▶ TASK INPUT:
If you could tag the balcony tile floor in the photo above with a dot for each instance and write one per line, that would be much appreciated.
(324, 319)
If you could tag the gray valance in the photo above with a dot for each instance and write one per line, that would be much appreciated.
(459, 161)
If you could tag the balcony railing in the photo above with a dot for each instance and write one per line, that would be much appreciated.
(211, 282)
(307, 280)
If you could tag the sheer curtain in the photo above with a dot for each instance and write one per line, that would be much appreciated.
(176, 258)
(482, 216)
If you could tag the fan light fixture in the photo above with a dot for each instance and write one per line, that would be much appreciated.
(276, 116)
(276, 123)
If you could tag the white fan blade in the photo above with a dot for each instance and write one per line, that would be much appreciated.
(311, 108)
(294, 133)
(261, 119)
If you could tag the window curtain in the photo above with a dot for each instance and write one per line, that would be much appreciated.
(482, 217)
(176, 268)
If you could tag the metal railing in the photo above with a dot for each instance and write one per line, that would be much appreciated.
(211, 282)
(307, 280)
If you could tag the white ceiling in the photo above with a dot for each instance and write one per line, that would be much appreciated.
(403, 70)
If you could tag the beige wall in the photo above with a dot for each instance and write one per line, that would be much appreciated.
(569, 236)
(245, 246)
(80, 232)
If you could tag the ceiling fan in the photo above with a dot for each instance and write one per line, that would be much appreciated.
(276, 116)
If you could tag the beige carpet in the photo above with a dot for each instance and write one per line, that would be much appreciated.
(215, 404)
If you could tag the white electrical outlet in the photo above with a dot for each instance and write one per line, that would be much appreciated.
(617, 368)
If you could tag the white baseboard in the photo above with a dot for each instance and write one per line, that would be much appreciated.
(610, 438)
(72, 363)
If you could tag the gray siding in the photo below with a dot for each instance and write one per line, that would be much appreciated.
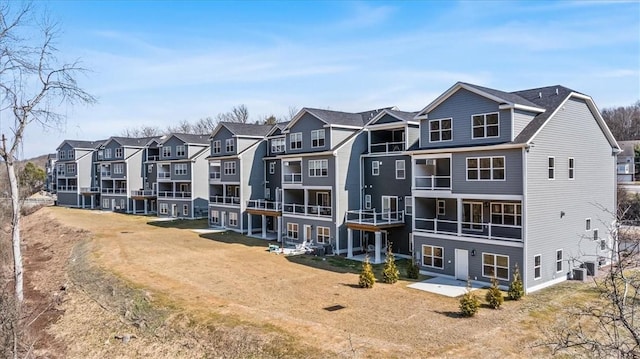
(556, 209)
(461, 106)
(513, 173)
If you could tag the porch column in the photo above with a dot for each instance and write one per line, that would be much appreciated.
(459, 210)
(378, 246)
(349, 243)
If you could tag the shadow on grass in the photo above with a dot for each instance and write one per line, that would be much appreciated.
(182, 223)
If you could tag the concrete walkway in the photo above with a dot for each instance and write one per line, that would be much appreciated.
(444, 286)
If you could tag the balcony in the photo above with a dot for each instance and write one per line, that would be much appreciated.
(172, 194)
(308, 210)
(503, 232)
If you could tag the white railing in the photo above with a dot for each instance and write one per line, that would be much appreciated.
(387, 147)
(469, 229)
(369, 216)
(432, 182)
(264, 204)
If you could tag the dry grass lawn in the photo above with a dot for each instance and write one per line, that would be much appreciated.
(214, 280)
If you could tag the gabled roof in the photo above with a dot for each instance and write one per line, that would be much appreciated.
(243, 129)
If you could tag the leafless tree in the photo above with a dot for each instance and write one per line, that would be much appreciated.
(33, 85)
(624, 122)
(238, 114)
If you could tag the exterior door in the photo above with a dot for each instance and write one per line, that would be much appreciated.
(462, 264)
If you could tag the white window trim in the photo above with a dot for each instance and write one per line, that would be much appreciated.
(539, 267)
(491, 168)
(432, 256)
(375, 168)
(440, 130)
(484, 125)
(559, 261)
(402, 170)
(495, 265)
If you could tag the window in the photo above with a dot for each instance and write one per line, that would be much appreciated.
(472, 215)
(433, 256)
(317, 138)
(181, 151)
(537, 266)
(323, 234)
(442, 207)
(572, 171)
(408, 205)
(292, 231)
(215, 217)
(485, 125)
(277, 145)
(559, 260)
(318, 168)
(400, 169)
(229, 168)
(233, 219)
(180, 169)
(485, 169)
(229, 145)
(375, 168)
(506, 213)
(295, 141)
(440, 130)
(495, 265)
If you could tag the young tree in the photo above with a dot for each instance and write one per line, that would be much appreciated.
(32, 84)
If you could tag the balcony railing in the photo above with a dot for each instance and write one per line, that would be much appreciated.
(224, 200)
(114, 190)
(503, 232)
(292, 177)
(432, 182)
(264, 204)
(387, 147)
(309, 210)
(144, 193)
(171, 194)
(365, 216)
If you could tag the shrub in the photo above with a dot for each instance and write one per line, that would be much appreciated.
(390, 271)
(367, 279)
(516, 289)
(413, 271)
(469, 303)
(494, 294)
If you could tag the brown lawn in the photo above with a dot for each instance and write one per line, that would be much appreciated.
(214, 279)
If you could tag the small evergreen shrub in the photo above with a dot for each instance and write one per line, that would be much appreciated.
(367, 279)
(516, 289)
(469, 303)
(390, 273)
(413, 271)
(494, 295)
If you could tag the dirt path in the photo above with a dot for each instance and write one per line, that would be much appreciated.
(235, 283)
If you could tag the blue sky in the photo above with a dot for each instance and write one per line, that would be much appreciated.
(158, 63)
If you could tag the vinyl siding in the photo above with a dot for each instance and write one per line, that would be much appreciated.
(556, 209)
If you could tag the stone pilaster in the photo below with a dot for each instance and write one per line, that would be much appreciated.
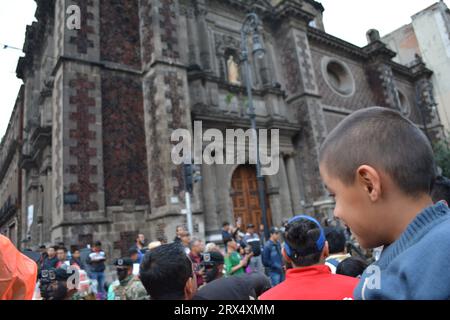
(77, 157)
(303, 97)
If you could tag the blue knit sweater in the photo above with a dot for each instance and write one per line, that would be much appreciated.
(417, 265)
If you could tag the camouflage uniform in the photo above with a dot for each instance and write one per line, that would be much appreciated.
(130, 289)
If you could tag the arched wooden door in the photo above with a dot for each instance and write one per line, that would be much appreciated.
(245, 197)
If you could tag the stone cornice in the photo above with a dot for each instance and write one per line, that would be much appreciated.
(35, 35)
(332, 41)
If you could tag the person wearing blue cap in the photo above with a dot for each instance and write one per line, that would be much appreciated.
(306, 249)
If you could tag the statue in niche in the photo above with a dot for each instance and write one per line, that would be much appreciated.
(233, 71)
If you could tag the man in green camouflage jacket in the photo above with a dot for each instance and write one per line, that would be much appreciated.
(130, 287)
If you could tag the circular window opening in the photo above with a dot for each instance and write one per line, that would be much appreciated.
(405, 108)
(339, 77)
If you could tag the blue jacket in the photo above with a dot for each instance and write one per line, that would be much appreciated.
(417, 265)
(272, 258)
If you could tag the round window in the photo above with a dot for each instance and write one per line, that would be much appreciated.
(338, 76)
(404, 105)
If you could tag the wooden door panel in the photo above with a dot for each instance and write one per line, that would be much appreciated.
(245, 197)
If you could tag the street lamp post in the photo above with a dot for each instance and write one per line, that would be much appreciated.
(250, 27)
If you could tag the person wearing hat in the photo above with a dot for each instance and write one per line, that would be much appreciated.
(252, 240)
(310, 279)
(272, 257)
(129, 287)
(244, 287)
(234, 263)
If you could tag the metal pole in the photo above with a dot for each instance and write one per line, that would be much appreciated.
(189, 212)
(253, 19)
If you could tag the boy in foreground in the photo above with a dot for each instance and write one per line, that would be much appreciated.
(380, 168)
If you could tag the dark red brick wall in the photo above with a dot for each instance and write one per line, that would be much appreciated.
(82, 114)
(147, 31)
(124, 151)
(81, 39)
(119, 29)
(158, 198)
(169, 36)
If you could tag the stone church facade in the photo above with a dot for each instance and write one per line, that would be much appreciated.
(99, 105)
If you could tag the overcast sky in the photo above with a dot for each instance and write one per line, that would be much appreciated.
(346, 19)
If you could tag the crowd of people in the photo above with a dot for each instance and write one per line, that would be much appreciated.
(388, 199)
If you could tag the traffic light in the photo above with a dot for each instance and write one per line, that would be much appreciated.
(192, 175)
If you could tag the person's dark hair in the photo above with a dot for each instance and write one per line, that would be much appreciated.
(164, 272)
(336, 239)
(132, 251)
(441, 190)
(63, 249)
(385, 140)
(301, 236)
(352, 267)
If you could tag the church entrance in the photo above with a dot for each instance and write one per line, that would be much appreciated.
(245, 197)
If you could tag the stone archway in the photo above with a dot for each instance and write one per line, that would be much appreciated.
(245, 199)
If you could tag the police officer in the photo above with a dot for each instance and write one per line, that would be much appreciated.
(130, 287)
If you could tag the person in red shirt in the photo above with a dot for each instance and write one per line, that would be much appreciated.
(306, 249)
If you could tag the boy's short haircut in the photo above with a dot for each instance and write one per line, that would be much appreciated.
(164, 272)
(302, 236)
(441, 190)
(384, 139)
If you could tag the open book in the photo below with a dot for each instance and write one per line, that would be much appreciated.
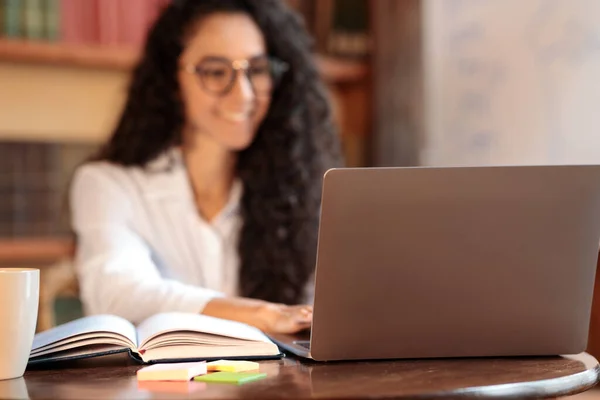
(167, 337)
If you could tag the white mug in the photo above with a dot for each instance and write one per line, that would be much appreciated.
(19, 300)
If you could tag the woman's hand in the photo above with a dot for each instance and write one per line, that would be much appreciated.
(280, 318)
(268, 317)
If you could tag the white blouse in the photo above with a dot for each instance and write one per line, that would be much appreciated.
(142, 247)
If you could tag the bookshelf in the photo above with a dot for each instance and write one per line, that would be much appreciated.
(35, 249)
(333, 70)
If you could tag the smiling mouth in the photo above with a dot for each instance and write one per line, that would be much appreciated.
(235, 117)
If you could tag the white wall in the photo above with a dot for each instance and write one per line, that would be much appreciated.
(512, 82)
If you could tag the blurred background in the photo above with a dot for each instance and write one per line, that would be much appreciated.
(413, 82)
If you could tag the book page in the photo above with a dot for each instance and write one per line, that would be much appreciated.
(180, 322)
(95, 324)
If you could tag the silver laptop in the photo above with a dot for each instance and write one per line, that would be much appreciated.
(454, 262)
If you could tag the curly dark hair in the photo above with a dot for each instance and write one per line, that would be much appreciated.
(281, 170)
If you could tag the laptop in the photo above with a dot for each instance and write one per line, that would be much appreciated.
(431, 262)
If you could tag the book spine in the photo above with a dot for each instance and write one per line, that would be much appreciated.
(12, 21)
(51, 13)
(2, 16)
(108, 22)
(33, 19)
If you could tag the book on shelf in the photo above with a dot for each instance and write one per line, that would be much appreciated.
(166, 337)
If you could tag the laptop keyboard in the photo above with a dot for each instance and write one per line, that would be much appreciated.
(303, 343)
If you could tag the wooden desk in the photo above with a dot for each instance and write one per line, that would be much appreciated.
(290, 378)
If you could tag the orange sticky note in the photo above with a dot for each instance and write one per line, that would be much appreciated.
(232, 366)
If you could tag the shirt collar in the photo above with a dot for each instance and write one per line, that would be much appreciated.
(167, 178)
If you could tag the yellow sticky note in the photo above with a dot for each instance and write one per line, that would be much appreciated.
(232, 366)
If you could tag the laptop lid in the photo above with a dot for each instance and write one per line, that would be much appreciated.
(454, 262)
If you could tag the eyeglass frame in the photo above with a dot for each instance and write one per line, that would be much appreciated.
(238, 65)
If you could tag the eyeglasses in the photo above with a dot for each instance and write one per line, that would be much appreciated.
(217, 75)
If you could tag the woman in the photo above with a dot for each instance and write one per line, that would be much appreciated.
(206, 197)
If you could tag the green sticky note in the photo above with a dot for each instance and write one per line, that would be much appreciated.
(230, 377)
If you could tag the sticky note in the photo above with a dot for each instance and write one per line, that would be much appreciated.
(230, 377)
(232, 366)
(171, 372)
(179, 387)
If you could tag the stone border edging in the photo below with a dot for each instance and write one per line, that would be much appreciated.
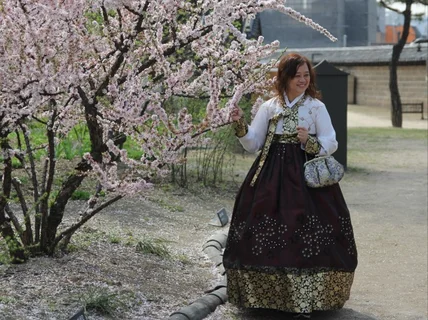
(202, 307)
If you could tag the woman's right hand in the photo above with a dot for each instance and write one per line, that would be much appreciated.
(236, 114)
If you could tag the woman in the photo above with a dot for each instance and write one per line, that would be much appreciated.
(290, 247)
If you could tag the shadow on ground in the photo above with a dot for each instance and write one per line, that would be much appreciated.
(266, 314)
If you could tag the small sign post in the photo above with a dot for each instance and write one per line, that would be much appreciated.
(80, 315)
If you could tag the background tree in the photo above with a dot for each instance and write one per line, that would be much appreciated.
(396, 108)
(109, 67)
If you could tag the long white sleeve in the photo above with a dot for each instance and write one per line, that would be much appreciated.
(256, 135)
(325, 132)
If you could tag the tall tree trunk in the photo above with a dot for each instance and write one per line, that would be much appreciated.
(16, 251)
(396, 109)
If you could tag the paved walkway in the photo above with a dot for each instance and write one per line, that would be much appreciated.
(369, 116)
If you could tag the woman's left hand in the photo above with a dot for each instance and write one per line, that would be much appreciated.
(302, 134)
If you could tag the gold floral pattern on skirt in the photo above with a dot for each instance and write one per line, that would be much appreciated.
(306, 292)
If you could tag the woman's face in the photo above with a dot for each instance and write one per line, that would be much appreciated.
(298, 85)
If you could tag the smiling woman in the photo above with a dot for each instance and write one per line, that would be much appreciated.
(290, 247)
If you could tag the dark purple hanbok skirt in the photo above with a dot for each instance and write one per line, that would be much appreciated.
(290, 247)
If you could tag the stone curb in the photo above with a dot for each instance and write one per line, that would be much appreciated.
(202, 307)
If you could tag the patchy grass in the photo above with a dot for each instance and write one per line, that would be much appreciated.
(104, 302)
(154, 246)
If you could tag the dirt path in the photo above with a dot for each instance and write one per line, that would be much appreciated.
(388, 204)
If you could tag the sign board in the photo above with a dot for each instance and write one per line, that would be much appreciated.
(220, 219)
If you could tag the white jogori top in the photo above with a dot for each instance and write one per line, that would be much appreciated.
(312, 115)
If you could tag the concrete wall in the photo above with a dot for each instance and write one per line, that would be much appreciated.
(372, 86)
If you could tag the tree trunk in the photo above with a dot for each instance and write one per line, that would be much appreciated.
(16, 251)
(396, 109)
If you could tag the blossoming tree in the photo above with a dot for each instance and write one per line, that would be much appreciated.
(110, 66)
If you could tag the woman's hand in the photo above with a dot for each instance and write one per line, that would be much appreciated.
(236, 114)
(302, 134)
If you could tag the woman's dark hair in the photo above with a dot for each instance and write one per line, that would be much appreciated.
(287, 69)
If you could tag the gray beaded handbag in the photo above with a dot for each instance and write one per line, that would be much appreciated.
(322, 171)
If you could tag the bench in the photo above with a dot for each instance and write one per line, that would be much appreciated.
(417, 107)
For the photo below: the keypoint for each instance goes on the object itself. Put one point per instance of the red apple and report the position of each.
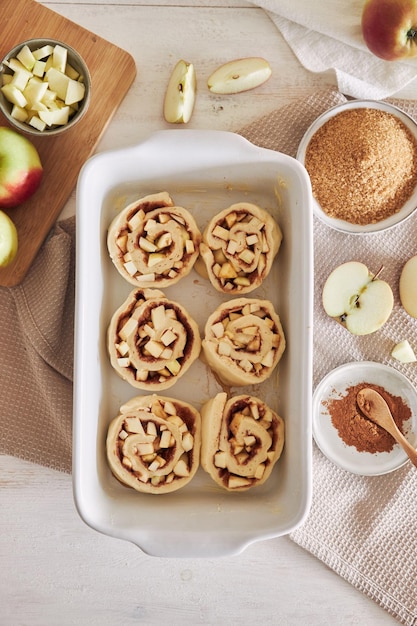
(389, 28)
(20, 168)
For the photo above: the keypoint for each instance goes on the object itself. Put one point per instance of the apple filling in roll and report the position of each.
(153, 243)
(238, 248)
(242, 439)
(243, 341)
(152, 341)
(153, 445)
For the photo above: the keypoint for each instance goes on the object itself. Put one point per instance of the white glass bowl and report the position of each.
(335, 385)
(341, 225)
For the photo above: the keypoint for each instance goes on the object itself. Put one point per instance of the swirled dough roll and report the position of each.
(153, 445)
(238, 248)
(153, 243)
(242, 439)
(244, 341)
(152, 341)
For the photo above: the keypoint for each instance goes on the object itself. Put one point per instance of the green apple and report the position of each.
(408, 286)
(8, 240)
(239, 75)
(389, 28)
(180, 94)
(20, 168)
(357, 299)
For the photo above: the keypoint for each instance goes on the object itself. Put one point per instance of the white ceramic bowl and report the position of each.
(334, 385)
(203, 171)
(342, 225)
(76, 61)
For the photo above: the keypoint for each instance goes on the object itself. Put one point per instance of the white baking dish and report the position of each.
(204, 171)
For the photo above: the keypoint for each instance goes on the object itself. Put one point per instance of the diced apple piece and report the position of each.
(75, 91)
(55, 118)
(37, 123)
(59, 58)
(20, 79)
(71, 72)
(26, 57)
(19, 113)
(39, 68)
(14, 95)
(35, 91)
(403, 352)
(58, 82)
(14, 64)
(43, 52)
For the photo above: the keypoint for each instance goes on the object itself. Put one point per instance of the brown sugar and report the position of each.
(357, 430)
(362, 165)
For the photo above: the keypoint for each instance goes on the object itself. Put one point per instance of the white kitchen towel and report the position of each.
(363, 527)
(329, 37)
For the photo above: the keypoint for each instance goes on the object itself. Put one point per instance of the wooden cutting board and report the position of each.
(62, 157)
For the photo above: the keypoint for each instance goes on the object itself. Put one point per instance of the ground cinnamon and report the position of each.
(357, 430)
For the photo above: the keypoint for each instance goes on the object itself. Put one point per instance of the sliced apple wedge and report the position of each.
(357, 299)
(408, 286)
(8, 240)
(239, 75)
(403, 352)
(180, 94)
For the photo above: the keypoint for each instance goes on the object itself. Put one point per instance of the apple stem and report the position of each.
(378, 273)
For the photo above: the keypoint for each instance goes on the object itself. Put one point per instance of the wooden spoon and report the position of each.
(374, 407)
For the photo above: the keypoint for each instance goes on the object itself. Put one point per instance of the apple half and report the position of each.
(408, 286)
(239, 75)
(8, 240)
(180, 94)
(357, 299)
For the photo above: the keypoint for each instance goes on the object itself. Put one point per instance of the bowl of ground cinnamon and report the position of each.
(345, 435)
(361, 157)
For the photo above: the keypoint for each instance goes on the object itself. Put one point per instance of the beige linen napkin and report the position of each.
(331, 39)
(36, 356)
(364, 528)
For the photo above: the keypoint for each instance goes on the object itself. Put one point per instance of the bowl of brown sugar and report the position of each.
(346, 436)
(361, 157)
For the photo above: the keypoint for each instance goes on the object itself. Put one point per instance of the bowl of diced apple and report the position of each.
(45, 87)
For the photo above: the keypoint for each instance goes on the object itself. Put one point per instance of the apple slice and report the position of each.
(8, 240)
(408, 286)
(357, 299)
(239, 75)
(403, 352)
(180, 94)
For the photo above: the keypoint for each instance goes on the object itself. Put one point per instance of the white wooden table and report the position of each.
(54, 569)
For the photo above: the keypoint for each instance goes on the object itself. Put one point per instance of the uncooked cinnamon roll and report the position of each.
(153, 243)
(242, 439)
(152, 341)
(238, 248)
(244, 341)
(153, 445)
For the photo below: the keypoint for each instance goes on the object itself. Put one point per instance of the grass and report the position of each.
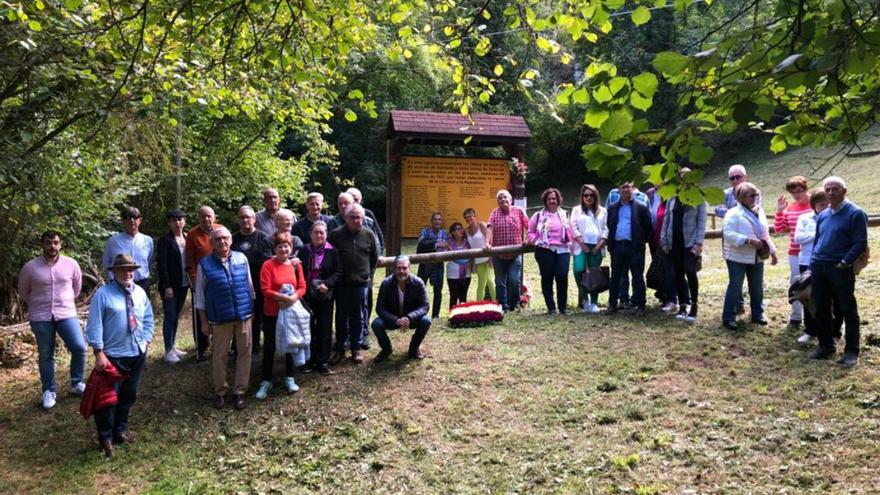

▶ WHAT NEEDS TO BE DONE: Quote the listing verbatim, starting at the line containing "cinnamon roll and report the position of each." and continuing through its final line, with both ends included. Omit the pictures from your answer.

▶ ANSWER TO THIS EXERCISE:
For the photo above: the keypoint for each instance goes on the object itself. Put one point per instance of the uncooked cinnamon roll and report the position of each.
(153, 243)
(242, 439)
(152, 341)
(238, 248)
(244, 341)
(153, 445)
For the photo below: the keypoint for each instance goes on the object itself. Put one point per instance of the grass and report the position of each.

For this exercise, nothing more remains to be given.